Podany tekst
Prokuratura sprawdza sprawę wypowiedzi ks. Ireneusza Bochyńskiego
Prokuratura Rejonowa w Piotrkowie Trybunalskim wszczęła czynności sprawdzające w związku z wywiadem ks. Ireneusza Bochyńskiego udzielonym lokalnemu tygodnikowi - poinformował rzecznik piotrkowskiej prokuratury okręgowej Witold Błaszczyk.
Do piotrkowskiej prokuratury wpłynęło też zawiadomienie o podejrzeniu popełnienia przestępstwa przez księdza, które złożył poseł Armad Ryfiński (Twój Ruch). Także SLD zapowiedziało złożenie zawiadomienia do prokuratury.
Jak powiedział Błaszczyk, "z treści artykułu wynika, że ks. Bochyński może posiadać informacje o konkretnych przypadkach kontaktów seksualnych osób dorosłych z osobami poniżej 15. roku życia" - powiedział. Według niego jest to podstawa do wdrożenia czynności sprawdzających przez prokuraturę. Pierwszą czynnością w tej sprawie ma być przesłuchanie księdza Bochyńskiego.

Do wykonania
[A] Na podstawie tekstu o czynnościach prokuratury wyjaśnij w jednym do trzech zdań, dlaczego według rzecznika prokuratura podjęła czynności sprawdzające.
[B] Przepisz wiernie fragment tekstu o czynnościach prokuratury między „Prokuratura sprawdza sprawę” a „okręgowej Witold Błaszczyk.”, włącznie.
Pozycje zamieszczone dalej to osobny materiał.

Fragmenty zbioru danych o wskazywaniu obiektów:

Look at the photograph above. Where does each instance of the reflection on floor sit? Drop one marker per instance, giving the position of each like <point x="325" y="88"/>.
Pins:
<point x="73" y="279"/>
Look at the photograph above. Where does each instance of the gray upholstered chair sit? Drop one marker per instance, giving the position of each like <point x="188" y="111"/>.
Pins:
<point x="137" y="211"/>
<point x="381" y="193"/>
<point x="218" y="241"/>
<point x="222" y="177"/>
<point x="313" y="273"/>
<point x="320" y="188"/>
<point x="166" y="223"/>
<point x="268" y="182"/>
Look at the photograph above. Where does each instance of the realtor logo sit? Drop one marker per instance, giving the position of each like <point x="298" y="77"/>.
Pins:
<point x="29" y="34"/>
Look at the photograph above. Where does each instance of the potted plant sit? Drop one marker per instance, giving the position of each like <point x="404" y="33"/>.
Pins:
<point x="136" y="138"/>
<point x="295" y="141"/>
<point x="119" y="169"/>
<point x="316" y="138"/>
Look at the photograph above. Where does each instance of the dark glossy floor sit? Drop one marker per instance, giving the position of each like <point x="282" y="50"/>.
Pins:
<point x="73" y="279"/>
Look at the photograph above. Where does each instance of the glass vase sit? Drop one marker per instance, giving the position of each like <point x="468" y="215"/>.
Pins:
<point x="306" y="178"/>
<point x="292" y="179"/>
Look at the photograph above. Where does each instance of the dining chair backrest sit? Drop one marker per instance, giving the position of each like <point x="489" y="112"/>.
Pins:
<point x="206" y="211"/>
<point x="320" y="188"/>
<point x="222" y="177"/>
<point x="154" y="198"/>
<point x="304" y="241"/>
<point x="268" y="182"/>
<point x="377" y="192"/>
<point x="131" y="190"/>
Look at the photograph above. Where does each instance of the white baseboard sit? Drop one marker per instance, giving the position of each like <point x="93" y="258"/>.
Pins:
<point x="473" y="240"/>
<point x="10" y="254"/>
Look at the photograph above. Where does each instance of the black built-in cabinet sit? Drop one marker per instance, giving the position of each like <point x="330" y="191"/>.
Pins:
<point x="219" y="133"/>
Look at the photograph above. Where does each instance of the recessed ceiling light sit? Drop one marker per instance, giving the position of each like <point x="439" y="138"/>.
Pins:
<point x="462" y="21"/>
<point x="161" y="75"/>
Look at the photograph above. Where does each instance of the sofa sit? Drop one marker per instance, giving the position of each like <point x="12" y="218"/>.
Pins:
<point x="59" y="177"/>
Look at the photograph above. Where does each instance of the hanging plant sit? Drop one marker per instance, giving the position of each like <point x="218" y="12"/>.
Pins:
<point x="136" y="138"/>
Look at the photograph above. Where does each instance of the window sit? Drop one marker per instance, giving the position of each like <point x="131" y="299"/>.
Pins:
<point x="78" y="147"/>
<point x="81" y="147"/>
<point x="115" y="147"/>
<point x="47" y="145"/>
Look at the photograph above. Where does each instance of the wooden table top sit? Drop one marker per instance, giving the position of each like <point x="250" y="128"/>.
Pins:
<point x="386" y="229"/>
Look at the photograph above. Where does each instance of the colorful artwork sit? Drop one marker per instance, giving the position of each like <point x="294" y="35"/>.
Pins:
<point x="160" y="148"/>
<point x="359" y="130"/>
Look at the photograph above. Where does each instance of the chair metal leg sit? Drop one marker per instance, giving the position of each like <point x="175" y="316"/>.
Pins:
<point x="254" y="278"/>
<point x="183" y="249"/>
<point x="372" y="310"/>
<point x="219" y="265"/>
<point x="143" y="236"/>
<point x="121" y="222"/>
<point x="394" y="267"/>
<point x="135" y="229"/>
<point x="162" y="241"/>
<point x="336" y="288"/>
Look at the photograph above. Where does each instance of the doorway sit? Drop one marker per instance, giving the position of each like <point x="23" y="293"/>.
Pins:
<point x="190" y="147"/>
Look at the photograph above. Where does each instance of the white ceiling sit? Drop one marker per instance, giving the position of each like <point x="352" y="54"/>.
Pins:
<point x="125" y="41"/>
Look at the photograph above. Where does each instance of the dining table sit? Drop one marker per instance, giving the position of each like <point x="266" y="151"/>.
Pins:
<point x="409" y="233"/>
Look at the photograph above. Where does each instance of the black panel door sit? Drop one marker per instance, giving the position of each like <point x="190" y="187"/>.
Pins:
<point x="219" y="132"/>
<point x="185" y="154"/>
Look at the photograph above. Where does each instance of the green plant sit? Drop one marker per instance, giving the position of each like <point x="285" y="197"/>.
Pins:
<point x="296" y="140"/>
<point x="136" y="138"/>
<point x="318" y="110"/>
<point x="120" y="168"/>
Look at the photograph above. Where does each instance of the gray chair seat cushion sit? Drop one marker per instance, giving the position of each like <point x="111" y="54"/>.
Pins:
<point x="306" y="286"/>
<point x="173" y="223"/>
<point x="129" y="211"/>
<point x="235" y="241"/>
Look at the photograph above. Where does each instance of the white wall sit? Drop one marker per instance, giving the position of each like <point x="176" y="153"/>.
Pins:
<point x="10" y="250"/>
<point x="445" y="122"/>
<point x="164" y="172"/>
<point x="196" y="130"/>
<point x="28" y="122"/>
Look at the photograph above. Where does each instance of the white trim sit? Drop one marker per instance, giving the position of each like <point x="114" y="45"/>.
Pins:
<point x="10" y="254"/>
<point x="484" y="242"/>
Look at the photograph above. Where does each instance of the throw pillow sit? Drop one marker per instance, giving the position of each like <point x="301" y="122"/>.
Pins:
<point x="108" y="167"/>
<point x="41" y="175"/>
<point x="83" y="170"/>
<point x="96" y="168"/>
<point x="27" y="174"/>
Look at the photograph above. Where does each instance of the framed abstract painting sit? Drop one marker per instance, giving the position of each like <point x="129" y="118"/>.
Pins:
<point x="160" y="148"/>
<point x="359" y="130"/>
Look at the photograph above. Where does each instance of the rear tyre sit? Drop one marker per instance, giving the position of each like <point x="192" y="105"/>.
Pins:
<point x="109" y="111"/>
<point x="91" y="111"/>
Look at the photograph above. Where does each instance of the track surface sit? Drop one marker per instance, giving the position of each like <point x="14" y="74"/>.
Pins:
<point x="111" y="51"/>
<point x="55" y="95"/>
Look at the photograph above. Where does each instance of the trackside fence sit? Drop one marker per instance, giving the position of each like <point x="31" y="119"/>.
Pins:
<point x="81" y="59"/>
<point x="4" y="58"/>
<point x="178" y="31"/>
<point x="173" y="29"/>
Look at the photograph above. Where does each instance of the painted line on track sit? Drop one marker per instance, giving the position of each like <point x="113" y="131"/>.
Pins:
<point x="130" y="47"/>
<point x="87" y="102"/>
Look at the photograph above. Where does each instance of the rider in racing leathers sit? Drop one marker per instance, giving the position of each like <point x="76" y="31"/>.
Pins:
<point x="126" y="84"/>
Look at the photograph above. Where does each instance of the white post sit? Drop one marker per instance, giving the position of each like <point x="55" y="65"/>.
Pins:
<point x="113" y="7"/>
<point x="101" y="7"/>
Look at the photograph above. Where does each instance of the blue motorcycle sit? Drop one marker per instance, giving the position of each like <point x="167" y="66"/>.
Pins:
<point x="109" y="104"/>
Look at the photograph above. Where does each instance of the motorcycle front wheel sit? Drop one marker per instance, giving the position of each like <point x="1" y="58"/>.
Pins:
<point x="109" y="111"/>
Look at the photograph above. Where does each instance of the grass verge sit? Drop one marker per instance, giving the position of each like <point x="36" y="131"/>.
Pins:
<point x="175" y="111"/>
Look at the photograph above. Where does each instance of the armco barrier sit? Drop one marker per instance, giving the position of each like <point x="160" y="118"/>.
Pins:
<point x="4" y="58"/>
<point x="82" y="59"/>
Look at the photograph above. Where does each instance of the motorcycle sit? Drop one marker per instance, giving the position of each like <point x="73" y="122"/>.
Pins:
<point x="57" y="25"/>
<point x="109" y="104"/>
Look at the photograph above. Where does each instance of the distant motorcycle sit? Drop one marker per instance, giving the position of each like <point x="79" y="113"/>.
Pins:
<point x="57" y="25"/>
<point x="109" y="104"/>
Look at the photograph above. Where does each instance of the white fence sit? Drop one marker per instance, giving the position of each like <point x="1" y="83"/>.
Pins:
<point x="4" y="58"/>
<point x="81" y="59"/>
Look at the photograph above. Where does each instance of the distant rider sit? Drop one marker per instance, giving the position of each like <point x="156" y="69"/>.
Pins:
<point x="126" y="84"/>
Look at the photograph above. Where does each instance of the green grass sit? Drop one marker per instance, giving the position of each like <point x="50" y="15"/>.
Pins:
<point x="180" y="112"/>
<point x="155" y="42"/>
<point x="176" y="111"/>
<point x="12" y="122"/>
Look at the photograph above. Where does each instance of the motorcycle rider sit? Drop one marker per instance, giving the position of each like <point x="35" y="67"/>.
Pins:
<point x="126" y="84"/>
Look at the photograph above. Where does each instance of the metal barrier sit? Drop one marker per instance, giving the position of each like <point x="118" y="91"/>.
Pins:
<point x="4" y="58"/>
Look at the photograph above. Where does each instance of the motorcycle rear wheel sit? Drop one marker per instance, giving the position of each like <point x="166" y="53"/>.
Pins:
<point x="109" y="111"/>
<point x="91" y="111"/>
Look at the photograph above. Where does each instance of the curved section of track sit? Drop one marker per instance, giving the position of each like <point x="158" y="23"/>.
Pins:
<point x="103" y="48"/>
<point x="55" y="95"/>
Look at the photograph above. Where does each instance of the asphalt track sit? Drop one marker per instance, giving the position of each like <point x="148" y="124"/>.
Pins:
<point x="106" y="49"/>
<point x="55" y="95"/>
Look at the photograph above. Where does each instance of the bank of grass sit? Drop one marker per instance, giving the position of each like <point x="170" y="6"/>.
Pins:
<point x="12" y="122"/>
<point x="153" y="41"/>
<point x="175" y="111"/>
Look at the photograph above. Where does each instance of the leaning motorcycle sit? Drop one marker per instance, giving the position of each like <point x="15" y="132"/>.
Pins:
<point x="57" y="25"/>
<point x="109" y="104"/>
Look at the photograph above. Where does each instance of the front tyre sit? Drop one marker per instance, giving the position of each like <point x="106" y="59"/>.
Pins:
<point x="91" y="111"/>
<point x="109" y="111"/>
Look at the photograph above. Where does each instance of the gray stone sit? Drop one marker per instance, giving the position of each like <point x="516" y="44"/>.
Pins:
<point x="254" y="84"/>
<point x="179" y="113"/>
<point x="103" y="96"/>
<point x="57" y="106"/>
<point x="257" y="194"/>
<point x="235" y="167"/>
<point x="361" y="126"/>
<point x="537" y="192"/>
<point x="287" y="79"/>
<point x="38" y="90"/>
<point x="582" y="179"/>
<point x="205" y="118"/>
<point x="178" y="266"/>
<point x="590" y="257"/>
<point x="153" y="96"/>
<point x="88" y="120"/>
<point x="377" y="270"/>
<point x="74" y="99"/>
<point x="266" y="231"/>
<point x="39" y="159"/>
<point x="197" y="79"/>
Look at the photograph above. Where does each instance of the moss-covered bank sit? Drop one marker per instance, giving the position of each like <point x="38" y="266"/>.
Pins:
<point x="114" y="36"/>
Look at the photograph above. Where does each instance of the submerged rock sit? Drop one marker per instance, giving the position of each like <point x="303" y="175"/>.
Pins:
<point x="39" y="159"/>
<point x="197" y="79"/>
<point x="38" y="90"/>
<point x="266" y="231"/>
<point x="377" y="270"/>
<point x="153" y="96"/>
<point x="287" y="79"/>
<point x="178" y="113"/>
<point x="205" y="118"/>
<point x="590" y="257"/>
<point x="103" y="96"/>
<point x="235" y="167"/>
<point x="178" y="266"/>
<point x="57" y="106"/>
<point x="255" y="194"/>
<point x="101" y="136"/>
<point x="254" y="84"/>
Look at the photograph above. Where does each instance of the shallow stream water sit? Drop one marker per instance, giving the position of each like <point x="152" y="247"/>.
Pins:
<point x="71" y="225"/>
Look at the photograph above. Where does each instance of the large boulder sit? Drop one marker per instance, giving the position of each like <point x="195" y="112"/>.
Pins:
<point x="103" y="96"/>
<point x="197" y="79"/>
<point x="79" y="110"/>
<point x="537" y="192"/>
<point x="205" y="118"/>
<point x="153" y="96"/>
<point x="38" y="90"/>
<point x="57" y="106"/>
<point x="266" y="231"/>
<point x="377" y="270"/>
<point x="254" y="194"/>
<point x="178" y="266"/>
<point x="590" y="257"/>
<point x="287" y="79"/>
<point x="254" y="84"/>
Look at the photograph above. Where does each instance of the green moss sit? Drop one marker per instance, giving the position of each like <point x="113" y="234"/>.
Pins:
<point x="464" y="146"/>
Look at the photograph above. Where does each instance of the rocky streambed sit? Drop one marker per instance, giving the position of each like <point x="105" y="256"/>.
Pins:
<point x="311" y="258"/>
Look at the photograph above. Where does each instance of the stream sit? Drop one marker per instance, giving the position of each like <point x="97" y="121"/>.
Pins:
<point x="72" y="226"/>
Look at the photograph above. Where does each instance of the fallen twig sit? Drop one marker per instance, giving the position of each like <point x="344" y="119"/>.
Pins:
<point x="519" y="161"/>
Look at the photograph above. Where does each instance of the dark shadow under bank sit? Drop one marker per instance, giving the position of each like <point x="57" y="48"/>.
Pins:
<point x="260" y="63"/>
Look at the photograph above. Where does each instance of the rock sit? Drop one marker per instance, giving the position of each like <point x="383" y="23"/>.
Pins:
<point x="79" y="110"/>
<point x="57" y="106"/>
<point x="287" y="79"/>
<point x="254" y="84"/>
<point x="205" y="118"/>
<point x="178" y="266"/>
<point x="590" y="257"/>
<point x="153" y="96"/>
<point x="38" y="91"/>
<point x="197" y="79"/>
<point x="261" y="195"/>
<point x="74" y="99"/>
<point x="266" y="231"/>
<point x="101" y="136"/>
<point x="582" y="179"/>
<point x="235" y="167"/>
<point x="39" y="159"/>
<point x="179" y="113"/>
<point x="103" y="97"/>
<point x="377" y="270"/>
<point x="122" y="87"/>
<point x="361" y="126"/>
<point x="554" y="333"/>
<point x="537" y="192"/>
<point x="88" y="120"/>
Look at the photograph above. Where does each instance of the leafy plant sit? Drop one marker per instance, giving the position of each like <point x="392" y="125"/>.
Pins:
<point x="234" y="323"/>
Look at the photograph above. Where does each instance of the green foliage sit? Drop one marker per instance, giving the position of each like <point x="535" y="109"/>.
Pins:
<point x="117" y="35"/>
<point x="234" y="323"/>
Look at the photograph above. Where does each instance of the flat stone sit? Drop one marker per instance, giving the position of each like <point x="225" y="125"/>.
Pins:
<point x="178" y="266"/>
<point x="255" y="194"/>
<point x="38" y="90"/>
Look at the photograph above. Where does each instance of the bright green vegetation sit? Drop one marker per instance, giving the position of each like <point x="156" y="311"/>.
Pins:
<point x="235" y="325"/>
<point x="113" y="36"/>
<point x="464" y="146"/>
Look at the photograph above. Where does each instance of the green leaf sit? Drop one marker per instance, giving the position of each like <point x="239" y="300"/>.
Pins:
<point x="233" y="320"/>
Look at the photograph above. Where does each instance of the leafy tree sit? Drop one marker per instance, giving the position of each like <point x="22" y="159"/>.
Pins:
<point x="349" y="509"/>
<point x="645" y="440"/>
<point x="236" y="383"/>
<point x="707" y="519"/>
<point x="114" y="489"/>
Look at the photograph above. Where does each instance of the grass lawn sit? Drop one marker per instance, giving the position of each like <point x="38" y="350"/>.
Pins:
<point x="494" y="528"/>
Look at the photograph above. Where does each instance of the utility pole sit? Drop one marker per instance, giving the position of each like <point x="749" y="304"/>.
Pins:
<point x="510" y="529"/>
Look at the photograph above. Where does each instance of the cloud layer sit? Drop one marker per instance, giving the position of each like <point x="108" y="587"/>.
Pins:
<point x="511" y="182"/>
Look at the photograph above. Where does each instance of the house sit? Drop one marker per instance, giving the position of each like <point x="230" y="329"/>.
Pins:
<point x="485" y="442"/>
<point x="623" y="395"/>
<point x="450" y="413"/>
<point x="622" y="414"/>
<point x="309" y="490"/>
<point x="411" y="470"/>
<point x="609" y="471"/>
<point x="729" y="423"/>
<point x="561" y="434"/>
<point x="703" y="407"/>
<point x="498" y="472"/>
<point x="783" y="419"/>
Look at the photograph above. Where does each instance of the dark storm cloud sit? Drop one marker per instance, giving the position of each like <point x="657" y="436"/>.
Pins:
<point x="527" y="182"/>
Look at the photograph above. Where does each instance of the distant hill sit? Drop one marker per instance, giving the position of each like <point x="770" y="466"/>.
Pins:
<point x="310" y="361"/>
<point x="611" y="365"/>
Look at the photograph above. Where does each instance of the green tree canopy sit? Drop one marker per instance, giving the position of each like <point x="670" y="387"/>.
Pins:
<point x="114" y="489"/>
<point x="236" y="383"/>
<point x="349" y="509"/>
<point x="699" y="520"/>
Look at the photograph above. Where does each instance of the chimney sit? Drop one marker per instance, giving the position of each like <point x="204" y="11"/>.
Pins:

Rozwiązania zadań
[A] Według rzecznika Witolda Błaszczyka z treści artykułu wynika, że ks. Bochyński może posiadać informacje o konkretnych przypadkach kontaktów seksualnych osób dorosłych z osobami poniżej 15. roku życia. Rzecznik uznał to za podstawę do wdrożenia czynności sprawdzających.

[B]
Prokuratura sprawdza sprawę wypowiedzi ks. Ireneusza Bochyńskiego
Prokuratura Rejonowa w Piotrkowie Trybunalskim wszczęła czynności sprawdzające w związku z wywiadem ks. Ireneusza Bochyńskiego udzielonym lokalnemu tygodnikowi - poinformował rzecznik piotrkowskiej prokuratury okręgowej Witold Błaszczyk.